**SHORT TASK**
Count the lines in the listing below that contain the string "dirt", and reply with only the number.

____ DATA IN THIS EXERCISE

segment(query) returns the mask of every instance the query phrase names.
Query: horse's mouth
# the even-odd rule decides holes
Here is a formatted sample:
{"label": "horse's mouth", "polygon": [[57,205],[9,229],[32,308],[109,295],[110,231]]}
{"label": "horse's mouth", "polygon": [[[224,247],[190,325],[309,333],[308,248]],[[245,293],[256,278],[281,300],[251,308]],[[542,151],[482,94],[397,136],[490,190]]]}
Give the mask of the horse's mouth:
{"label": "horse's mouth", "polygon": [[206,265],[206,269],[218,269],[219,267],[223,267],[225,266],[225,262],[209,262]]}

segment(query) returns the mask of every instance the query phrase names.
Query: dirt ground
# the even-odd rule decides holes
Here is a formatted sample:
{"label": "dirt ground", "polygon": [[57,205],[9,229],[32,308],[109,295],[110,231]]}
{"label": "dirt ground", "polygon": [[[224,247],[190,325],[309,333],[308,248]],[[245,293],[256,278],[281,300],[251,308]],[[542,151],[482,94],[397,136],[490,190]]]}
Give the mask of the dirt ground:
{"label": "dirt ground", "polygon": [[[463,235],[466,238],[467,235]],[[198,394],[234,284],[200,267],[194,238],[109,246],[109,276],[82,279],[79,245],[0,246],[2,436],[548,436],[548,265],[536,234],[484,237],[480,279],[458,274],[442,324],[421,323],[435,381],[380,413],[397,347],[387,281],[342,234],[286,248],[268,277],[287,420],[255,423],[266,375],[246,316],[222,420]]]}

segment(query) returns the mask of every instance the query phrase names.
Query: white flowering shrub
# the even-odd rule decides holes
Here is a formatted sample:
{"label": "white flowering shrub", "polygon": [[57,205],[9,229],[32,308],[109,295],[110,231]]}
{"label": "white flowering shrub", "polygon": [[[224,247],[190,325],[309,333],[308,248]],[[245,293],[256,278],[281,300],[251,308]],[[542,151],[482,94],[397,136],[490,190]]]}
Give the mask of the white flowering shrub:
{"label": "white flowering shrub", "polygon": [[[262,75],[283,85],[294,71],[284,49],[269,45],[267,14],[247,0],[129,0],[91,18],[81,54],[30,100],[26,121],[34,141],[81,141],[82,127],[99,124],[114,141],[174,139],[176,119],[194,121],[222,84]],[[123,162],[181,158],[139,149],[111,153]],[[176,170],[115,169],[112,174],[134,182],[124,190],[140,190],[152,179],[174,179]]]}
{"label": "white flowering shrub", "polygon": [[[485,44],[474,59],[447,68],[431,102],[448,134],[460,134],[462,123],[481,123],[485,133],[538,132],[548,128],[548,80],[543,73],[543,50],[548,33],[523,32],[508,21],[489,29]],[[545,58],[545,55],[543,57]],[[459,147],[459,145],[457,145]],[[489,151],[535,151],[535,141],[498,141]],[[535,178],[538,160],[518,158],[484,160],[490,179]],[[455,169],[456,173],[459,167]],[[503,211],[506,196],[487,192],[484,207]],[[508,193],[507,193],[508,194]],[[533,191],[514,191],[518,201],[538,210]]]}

________

**EXERCISE SOLUTION**
5